▶ _Task goal_: Count how many lines of the records below contain the word "white". Reply with that number alone.

▶ _Collection entries_:
◆ ◆ ◆
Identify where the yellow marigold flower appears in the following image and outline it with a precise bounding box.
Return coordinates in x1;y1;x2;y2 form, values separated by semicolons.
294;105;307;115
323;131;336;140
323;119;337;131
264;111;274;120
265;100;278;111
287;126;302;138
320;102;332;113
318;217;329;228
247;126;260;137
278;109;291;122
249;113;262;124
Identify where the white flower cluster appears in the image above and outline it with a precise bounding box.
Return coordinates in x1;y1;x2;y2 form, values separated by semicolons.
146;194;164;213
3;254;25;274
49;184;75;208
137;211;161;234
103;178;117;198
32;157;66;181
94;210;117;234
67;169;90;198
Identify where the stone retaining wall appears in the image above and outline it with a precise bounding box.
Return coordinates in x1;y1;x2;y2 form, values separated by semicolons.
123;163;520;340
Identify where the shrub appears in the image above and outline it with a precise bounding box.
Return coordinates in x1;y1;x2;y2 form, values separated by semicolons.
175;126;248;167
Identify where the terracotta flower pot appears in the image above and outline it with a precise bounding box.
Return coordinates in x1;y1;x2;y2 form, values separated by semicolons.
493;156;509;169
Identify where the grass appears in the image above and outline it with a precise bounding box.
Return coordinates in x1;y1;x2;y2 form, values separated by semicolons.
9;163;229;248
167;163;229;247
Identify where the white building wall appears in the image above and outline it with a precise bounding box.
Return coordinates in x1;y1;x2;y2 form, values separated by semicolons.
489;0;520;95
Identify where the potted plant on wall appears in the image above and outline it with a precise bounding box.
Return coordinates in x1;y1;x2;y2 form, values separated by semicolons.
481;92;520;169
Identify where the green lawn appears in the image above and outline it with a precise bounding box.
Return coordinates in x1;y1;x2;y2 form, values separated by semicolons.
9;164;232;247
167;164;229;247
◆ ◆ ◆
▶ _Solution to this problem_: 2